### Problem requirements
Make an exact copy of the lines, leaving the pictures out.

### Supplied records
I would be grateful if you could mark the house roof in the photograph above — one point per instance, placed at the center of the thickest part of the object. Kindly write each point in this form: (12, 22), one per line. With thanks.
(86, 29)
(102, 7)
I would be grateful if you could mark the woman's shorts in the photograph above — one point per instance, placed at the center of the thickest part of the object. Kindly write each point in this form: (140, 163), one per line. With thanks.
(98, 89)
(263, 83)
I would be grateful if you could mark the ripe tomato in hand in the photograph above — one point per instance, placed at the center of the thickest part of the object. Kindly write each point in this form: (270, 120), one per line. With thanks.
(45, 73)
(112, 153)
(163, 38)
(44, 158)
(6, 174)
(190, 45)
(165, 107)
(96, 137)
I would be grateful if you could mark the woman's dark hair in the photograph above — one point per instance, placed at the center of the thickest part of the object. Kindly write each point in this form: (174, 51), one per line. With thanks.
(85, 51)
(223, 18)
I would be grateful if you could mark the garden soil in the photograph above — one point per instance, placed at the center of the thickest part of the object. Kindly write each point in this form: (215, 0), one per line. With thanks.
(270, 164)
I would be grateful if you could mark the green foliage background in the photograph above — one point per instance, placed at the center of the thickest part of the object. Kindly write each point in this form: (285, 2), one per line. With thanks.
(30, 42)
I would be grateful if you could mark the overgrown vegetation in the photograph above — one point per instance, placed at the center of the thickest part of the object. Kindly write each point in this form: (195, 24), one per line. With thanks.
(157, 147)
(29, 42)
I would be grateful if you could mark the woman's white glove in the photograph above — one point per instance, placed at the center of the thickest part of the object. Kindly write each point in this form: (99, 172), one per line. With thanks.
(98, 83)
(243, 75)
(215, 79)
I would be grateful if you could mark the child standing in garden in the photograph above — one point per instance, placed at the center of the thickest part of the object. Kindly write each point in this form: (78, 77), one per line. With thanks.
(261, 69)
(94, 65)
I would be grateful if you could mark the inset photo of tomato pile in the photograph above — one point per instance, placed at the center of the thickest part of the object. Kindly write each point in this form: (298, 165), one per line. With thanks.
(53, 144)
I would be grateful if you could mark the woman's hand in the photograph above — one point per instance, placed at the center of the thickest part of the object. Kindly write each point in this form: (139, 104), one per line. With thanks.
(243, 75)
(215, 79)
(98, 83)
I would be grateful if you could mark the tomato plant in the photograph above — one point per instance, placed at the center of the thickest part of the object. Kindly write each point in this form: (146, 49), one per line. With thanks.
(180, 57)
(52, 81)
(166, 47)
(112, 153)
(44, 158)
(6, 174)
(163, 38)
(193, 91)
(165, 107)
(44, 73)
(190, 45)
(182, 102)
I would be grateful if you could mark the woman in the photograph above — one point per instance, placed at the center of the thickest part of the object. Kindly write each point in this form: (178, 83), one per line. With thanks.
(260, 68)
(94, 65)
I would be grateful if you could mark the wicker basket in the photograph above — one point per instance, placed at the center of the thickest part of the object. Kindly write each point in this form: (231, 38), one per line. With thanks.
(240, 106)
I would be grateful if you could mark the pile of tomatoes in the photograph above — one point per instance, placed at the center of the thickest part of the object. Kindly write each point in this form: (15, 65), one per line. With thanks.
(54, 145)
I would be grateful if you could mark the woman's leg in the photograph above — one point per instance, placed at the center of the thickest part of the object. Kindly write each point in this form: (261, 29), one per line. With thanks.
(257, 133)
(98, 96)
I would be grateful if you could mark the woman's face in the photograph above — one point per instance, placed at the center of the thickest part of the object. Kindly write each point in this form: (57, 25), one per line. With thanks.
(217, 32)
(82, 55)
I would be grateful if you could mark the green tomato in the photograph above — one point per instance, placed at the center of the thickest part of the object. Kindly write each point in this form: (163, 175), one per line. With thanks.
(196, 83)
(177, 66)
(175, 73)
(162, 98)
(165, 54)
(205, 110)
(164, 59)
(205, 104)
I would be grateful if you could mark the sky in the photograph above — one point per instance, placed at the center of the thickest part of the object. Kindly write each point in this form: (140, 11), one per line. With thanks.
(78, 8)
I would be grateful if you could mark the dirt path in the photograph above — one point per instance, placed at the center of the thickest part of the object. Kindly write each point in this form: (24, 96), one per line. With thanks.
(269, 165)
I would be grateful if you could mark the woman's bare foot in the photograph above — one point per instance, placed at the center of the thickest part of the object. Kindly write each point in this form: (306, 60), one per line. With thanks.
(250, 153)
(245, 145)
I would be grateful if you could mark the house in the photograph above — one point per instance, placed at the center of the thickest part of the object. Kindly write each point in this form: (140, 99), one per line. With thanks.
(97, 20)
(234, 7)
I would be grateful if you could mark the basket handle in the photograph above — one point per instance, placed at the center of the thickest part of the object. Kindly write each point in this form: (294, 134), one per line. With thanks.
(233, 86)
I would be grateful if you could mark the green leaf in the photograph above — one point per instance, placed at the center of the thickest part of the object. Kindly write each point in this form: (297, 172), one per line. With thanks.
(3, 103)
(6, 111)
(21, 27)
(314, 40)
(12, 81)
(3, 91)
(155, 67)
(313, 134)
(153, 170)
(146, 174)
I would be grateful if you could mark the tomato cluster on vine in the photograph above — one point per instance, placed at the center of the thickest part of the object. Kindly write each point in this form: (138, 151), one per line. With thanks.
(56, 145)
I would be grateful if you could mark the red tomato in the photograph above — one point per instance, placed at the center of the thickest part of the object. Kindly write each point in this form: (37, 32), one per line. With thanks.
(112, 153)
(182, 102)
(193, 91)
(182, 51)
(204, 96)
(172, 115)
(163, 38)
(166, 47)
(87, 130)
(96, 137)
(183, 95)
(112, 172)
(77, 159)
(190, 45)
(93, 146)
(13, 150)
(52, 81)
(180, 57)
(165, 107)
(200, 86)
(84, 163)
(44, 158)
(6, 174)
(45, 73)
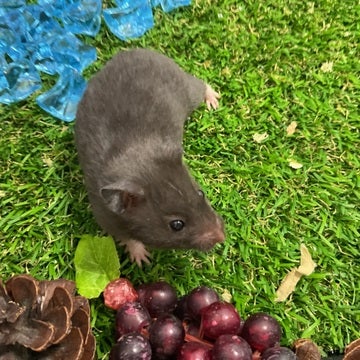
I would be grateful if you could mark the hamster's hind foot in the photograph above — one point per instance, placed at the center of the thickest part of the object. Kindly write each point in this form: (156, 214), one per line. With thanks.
(137, 251)
(211, 97)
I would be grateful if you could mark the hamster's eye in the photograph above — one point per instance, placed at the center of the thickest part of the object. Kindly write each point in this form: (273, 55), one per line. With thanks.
(177, 225)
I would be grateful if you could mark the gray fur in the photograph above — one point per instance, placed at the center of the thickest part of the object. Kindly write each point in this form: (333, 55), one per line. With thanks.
(128, 131)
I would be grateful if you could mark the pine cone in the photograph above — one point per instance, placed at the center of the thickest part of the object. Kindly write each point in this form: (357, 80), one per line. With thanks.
(44, 320)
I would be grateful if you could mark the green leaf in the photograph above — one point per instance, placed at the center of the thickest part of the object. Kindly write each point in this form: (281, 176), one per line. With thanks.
(96, 264)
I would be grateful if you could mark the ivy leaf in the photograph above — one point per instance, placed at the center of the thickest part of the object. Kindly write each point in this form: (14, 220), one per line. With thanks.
(96, 264)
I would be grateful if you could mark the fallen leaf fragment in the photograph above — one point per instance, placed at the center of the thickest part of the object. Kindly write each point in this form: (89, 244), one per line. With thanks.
(260, 137)
(287, 286)
(327, 66)
(352, 351)
(295, 165)
(290, 130)
(305, 349)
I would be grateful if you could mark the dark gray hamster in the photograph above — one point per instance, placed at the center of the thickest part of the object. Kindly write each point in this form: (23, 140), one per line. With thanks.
(128, 132)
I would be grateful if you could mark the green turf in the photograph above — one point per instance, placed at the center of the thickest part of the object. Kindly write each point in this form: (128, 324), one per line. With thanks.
(270, 59)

### Response to the exercise
I would be grateful if you could mark the house roof in the photograph above — one point per instance, placed at the center of the thickest part of the object. Kindly write each point in this form: (12, 22), one per line. With thanks.
(86, 29)
(102, 7)
I would be grateful if you could mark the woman's shorts in the photograph above — one point per instance, placed at the center of the thickest part of the object. Kindly write each point in this form: (140, 163), one per line. With thanks.
(98, 89)
(263, 83)
I would be grateful if you could mark the ripe tomato in hand in the photograph above — one point per instance, placed at the center of the thickest part of the object. Kindly write each point in this form: (270, 120), one per line. With thanks.
(45, 73)
(112, 153)
(163, 38)
(44, 158)
(6, 174)
(190, 45)
(165, 107)
(96, 137)
I would be grateful if you could mark the woman's dark hair in the photograph above — one point per instance, placed at the center of the thickest part of the object. Kindly write each point in this form: (174, 51), one per line. With thanks.
(85, 51)
(223, 18)
I would be grateful if you could mark the garden soil in the photograph above — one point per instance, placed at the center of the thickest part of the object. Kindly write each point in this form: (215, 0), one per line. With thanks.
(270, 164)
I would be grateful if you could mark the green foliage background in the photograph above — one point per instance, placed at the center of the thickest part of the object. Kindly write each point in this form: (285, 2), one per line. With thanks.
(30, 42)
I would be grateful if you could mark the overgrown vegetation in the photograph above — one point per instance, placed at the center of the thickest part of the object. Kindly write each point in this form: (195, 24), one per line. With thanks.
(157, 147)
(29, 42)
I would be grateful if you could mark the woman's white glove in the photograph above — one point per instance, placed at the center of the thickest part of the object. Kindly write each point in this form: (99, 172), one per line. With thanks.
(98, 83)
(243, 75)
(215, 79)
I would be grateful if you could mark the child standing in garden in the photograph above — one point per instance, placed at the center of the thickest part of the object. Kindly write each point in this form: (78, 77), one per line. With thanks.
(261, 69)
(94, 65)
I would be grateful if you could mark the inset photo of tomato pile in the photograph above — one point per instance, placed at the center of the thickest part of the object. Kindly write each point in this form: (298, 165), one per line. With thanks.
(53, 144)
I would be grateful if you could mark the woman's hand in the photograph above — one point per instance, placed at the center of the thickest part of the object. Kindly write each point in this form: (139, 104), one per line. With thanks.
(243, 75)
(215, 79)
(98, 83)
I would be grateful if you could mark the tomato plant in the photograph above — one point per instance, placed at the center of the thickest part of the object. Kindly write each point in this form: (146, 49), one per line. With thanks.
(180, 57)
(52, 81)
(166, 47)
(112, 153)
(44, 158)
(6, 174)
(163, 38)
(193, 91)
(165, 107)
(44, 73)
(190, 45)
(182, 102)
I would be grateful if you could mark the woman in the photograph above — one point per instance, placed at the center of the thickest part of the object. Kindly write each point in this form: (178, 83), one per line. With thanks.
(260, 68)
(94, 65)
I would be grateful if you could mark the wicker basket in the photograph above — one point per instance, placed at the center of the thickest part of the object. Kindly write each point in this form: (231, 38), one per line. With thanks.
(240, 106)
I would be grateful if you could mark the pile of tomatoes in the photograph above — one point per instance, placed at the center of the thickest part of the object. Kindly write each point in this form: (15, 65), one per line. With thanks.
(54, 145)
I would be grateful if you could mark the woman's leg in the photograph above — one point per instance, placed at the center of the thickest part of the object. Kindly write each point in this form: (261, 29), one per line. With thanks.
(257, 133)
(98, 96)
I would be grateful if you could mark the woman's face in the photograph above — one point per instance, placed at the center of the thickest part of the object. Kindly write each point in this form: (57, 25), one per line. With thanks.
(217, 32)
(82, 55)
I would be grateful if you could mark the green tomato in the photograph above — one point per instance, placed at the center of the thickest part of the object. Kindly write each point in this form: (163, 175), one per line. With thanks.
(196, 83)
(177, 66)
(175, 73)
(162, 98)
(165, 54)
(205, 110)
(164, 59)
(205, 104)
I would be grateful if you could mark the sky in the photograph above — one point per instance, placed at the center of the thickest part of the object. Kindly write each point in this form: (140, 11), one per line. With thanks.
(78, 8)
I would be grateful if you could mark the dirt path in the photograph above — one point per instance, placed at the center of the thickest part of the object. Kindly write each point in this form: (24, 96), one per line. With thanks.
(269, 165)
I would be grateful if you could mark the woman's bare foot in the photograph above — one point per instance, placed at the center of the thickest part of the object. Kindly write each point in this form: (306, 60), one per line. With thanks.
(250, 153)
(245, 145)
I would be grateful if you could mark the house in the photograph above — one point per instance, placed at the center of the thickest part of the object. Kindly write each point in this form: (140, 99), one per line. With thanks.
(97, 20)
(234, 7)
I would be grateful if you could mark the basket handle in the photograph above — one point per instance, placed at the center of the thickest part of the object. Kindly write each point in this form: (294, 134), one per line. With thanks.
(233, 86)
I would be grateful if you could mark the green leaf in the photograph above — one point per instance, placed at the center of the thickest part of the object. Kindly write each point in this form: (297, 172), one per line. With thanks.
(3, 103)
(6, 111)
(21, 27)
(314, 40)
(12, 81)
(3, 91)
(155, 67)
(313, 134)
(153, 170)
(146, 174)
I would be grateful if you could mark the tomato cluster on vine in the photograph above — one point per instance, placed at the center of the thickest part of the object. Kindly write each point in this form: (138, 151), one per line. With thanks.
(56, 145)
I would be grateful if you could mark the red tomato in the photograph above — one point per instance, placed at the center of the thickest part of the object. Kindly write each point in this form: (37, 32), one per line. With thanks.
(112, 153)
(182, 102)
(193, 91)
(182, 51)
(204, 96)
(172, 115)
(163, 38)
(166, 47)
(87, 130)
(96, 137)
(183, 95)
(112, 172)
(77, 159)
(190, 45)
(93, 146)
(13, 150)
(52, 81)
(180, 57)
(165, 107)
(200, 86)
(84, 163)
(44, 158)
(6, 174)
(45, 73)
I would be grateful if you could mark the hamster's hind foot in the photograph above — one point per instance, placed at the center of the thickest part of the object. Kindly write each point in this form: (156, 214), one per line. With thanks.
(137, 251)
(211, 97)
I would be grateful if you could mark the hamster's eye in the photograph above — one point per instance, placed at the center of the thickest part of the object. Kindly write each point in this form: (273, 55), one per line. With thanks.
(177, 225)
I would be grateful if you could mark the gray fur in the photograph above — one point per instance, placed at the center of the thickest part of the object. Kindly write each point in this form: (333, 55), one per line. With thanks.
(128, 131)
I would be grateful if you could mark the pine cone in the photograph above — one point per instance, placed at the center of the thickest part of the object. Kindly write each point in this form: (357, 80), one per line. With thanks.
(44, 320)
I would be grateful if you could mark the green leaf in the photograph above — one point per instance, placed at the center of the thickest part of the object. Kindly write each point in this form: (281, 176), one per line. With thanks.
(96, 264)
I would be grateful if you could mark the ivy leaf in the photograph above — one point per instance, placed at the center of the thickest part of the object. Kindly write each point in this form: (14, 220), one per line. With thanks.
(96, 264)
I would be grateful if you could mark the fallen leaf fragment in the photograph above — one point per instance, placed at the center of the thickest part of the object. Kindly write each point in this form: (89, 244), one per line. With thanks.
(260, 137)
(287, 286)
(327, 66)
(352, 351)
(295, 165)
(290, 130)
(305, 349)
I would be grateful if you could mark the dark gray hamster in the photograph above — one point per instance, placed at the center of the thickest part of the object. Kindly write each point in this form: (23, 140), one per line. With thanks.
(128, 132)
I would be grateful if you could mark the green turf in the photograph above — one point per instance, placed at the center of the thickest part of the object. Kindly write each point in this form: (128, 324), one per line. With thanks.
(270, 59)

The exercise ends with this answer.